### Goal A
Reproduce the entries word for word, starting at the line that contains "Would you kindly indicate the green hedge" and continuing through the final line of the entries, with both ends included.

## start Selected extract

3rd. _Self-immolation of a Daimio on account of disgrace_.--When a
Daimio had been guilty of treason or offended against the Tycoon,
inasmuch as the family was disgraced, and an apology could neither be
offered nor accepted, the offending Daimio was condemned to
_hara-kiri_. Calling his councillors around him, he confided to them
his last will and testament for transmission to the Tycoon. Then,
clothing himself in his court dress, he disembowelled himself, and cut
his own throat. His councillors then reported the matter to the
Government, and a coroner was sent to investigate it. To him the
retainers handed the last will and testament of their lord, and be
took it to the Gorojiu (first council), who transmitted it to the
Tycoon. If the offence was heinous, such as would involve the ruin of
the whole family, by the clemency of the Tycoon, half the property
might be confiscated, and half returned to the heir; if the offence
was trivial, the property was inherited intact by the heir, and the
family did not suffer.

## end Selected extract

### Goal B
According to the passage on a Daimio's self-immolation, to whom did the coroner take the last will and testament?

## start Records to process

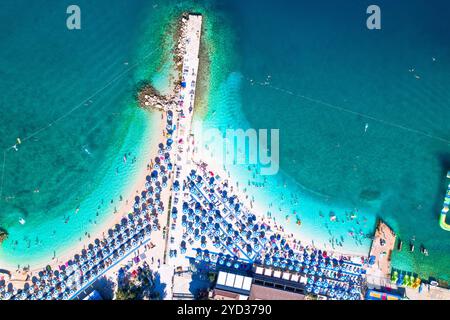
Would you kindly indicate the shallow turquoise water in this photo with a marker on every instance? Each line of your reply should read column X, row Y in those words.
column 69, row 96
column 322, row 51
column 350, row 76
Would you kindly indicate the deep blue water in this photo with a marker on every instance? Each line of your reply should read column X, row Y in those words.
column 341, row 77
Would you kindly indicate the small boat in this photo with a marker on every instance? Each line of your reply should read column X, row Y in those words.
column 399, row 245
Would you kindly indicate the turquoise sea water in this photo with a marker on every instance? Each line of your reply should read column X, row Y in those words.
column 341, row 77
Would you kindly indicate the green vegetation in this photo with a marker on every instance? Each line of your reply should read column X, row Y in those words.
column 138, row 285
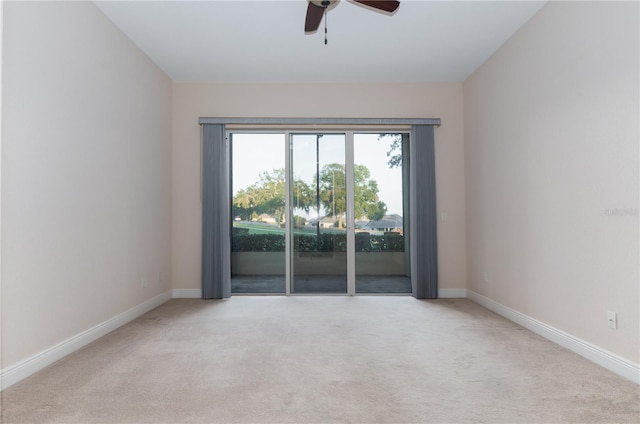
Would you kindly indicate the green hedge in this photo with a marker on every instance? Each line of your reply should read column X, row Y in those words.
column 244, row 242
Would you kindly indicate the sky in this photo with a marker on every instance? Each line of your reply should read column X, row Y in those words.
column 256, row 153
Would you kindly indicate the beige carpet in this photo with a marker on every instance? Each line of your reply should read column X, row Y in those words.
column 322, row 360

## end Records to process

### Exercise solution A
Would you kindly indicate the green hedge in this photo with a marker on every instance? Each line of your reply should read column X, row Y in those words.
column 244, row 242
Would you kindly indicate the sky in this photo with a marker on every instance? Each line of your reply should read column X, row Y in those words.
column 256, row 153
Would you kindly indicate the beige carpet in this photo with a marker on every instance? Each line of your reply should read column X, row Y in those words.
column 322, row 360

### Exercise solution B
The Gorojiu (first council).